物体指点数据集节选
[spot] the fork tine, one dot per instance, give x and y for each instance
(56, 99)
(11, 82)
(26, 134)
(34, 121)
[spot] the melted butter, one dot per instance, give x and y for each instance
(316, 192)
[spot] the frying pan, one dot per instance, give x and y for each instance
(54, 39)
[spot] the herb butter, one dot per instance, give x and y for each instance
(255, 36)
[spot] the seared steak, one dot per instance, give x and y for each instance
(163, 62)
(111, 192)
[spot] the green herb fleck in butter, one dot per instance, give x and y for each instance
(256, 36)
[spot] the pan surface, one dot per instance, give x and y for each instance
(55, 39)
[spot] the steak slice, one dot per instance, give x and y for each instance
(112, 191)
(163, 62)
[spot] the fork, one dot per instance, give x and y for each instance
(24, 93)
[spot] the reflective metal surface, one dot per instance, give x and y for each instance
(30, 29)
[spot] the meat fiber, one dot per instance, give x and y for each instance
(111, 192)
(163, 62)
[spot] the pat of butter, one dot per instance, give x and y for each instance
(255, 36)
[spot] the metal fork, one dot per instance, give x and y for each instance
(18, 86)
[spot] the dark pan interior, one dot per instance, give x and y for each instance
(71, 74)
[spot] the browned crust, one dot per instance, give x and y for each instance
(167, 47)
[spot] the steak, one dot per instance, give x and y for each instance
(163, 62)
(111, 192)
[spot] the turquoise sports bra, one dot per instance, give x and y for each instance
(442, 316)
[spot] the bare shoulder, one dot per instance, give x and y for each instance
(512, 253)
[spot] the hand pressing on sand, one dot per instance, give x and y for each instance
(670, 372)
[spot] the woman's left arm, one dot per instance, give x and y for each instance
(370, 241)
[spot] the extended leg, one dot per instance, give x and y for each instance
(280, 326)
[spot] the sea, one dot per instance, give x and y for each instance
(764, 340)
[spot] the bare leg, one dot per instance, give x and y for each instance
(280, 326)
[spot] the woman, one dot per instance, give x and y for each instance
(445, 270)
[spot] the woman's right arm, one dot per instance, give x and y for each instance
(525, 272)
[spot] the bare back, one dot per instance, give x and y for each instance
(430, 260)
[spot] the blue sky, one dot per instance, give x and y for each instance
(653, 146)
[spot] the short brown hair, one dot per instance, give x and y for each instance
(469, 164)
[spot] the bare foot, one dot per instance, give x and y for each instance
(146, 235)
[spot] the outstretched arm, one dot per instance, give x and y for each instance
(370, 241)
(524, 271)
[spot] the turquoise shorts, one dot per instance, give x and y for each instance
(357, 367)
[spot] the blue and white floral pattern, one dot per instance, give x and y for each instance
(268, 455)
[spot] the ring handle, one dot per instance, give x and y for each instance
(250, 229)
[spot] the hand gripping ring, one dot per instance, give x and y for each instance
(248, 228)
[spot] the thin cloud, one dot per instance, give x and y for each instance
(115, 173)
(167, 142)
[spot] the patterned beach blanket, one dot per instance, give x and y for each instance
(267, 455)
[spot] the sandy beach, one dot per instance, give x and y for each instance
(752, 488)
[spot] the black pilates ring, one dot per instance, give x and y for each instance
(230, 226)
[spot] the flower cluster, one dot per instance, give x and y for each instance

- 任务要求 -
把上面的全部材料逐行照抄一遍，一字不改，一行不漏。

- 参考答案 -
[spot] the fork tine, one dot per instance, give x and y for each instance
(56, 99)
(11, 82)
(26, 134)
(34, 121)
[spot] the melted butter, one dot per instance, give x and y for each instance
(316, 192)
[spot] the frying pan, one dot per instance, give x and y for each instance
(54, 39)
[spot] the herb butter, one dot per instance, give x and y for each instance
(255, 36)
[spot] the seared steak, one dot per instance, give x and y for each instance
(163, 62)
(111, 192)
[spot] the green herb fleck in butter, one dot per instance, give x and y for each instance
(256, 36)
[spot] the pan surface, one dot per instance, give x and y for each instance
(55, 39)
[spot] the steak slice, one dot per instance, give x and y for each instance
(112, 191)
(163, 62)
[spot] the fork, one dot per instance, give x and y for each instance
(24, 93)
[spot] the reflective metal surface, one dot per instance, give x and y for each instance
(30, 29)
[spot] the meat fiber, one dot per instance, give x and y for each instance
(111, 192)
(163, 62)
[spot] the pat of butter, one dot per instance, give x and y for each instance
(255, 36)
[spot] the metal fork, one dot per instance, give x and y for each instance
(18, 86)
[spot] the dark pan interior, one dot per instance, give x and y for each instance
(71, 74)
[spot] the browned crust, one dot per instance, give x and y for each instance
(167, 47)
[spot] the steak, one dot per instance, give x and y for each instance
(163, 62)
(111, 192)
[spot] the turquoise sports bra, one dot per instance, give x and y for each instance
(442, 316)
[spot] the bare shoulder, one dot per instance, give x and y for each instance
(512, 253)
[spot] the hand pressing on sand, one dot per instance, give x and y for each instance
(670, 372)
[spot] the woman's left arm, one dot per instance, give x and y for each instance
(370, 241)
[spot] the extended leg, one dot per instance, give x and y for each instance
(280, 326)
[spot] the sea, one dot per instance, give x and y for each instance
(764, 340)
[spot] the bare leg, one dot per instance, give x and y for each instance
(280, 326)
[spot] the woman, one dot per instance, give x and y for each instance
(445, 270)
[spot] the woman's right arm, one dot per instance, give x and y for each instance
(525, 272)
[spot] the bare back, one dot per instance, give x and y for each instance
(430, 260)
[spot] the blue sky, one dot per instance, give x and y for each instance
(653, 146)
[spot] the short brown hair, one dot per instance, give x and y for each instance
(469, 164)
[spot] the bare foot, one dot per instance, give x and y for each instance
(146, 235)
[spot] the outstretched arm, one dot per instance, give x and y for each instance
(370, 241)
(524, 271)
[spot] the turquoise shorts, one dot per instance, give x and y for each instance
(357, 367)
[spot] the blue and white floral pattern, one dot per instance, give x and y for each instance
(268, 455)
[spot] the ring handle, one dot per instance, give x and y for each instance
(250, 229)
[spot] the hand gripping ring, one dot per instance, give x and y for each instance
(248, 228)
[spot] the thin cloud, one dot per instance, give x and y for each instance
(115, 173)
(167, 142)
[spot] the patterned beach blanket, one dot per instance, give x and y for each instance
(267, 455)
[spot] the sandy beach, one dot per instance, give x and y for each instance
(752, 488)
[spot] the black pilates ring, one dot per instance, give x and y for each instance
(230, 226)
[spot] the flower cluster, one dot per instance, give x and y for each instance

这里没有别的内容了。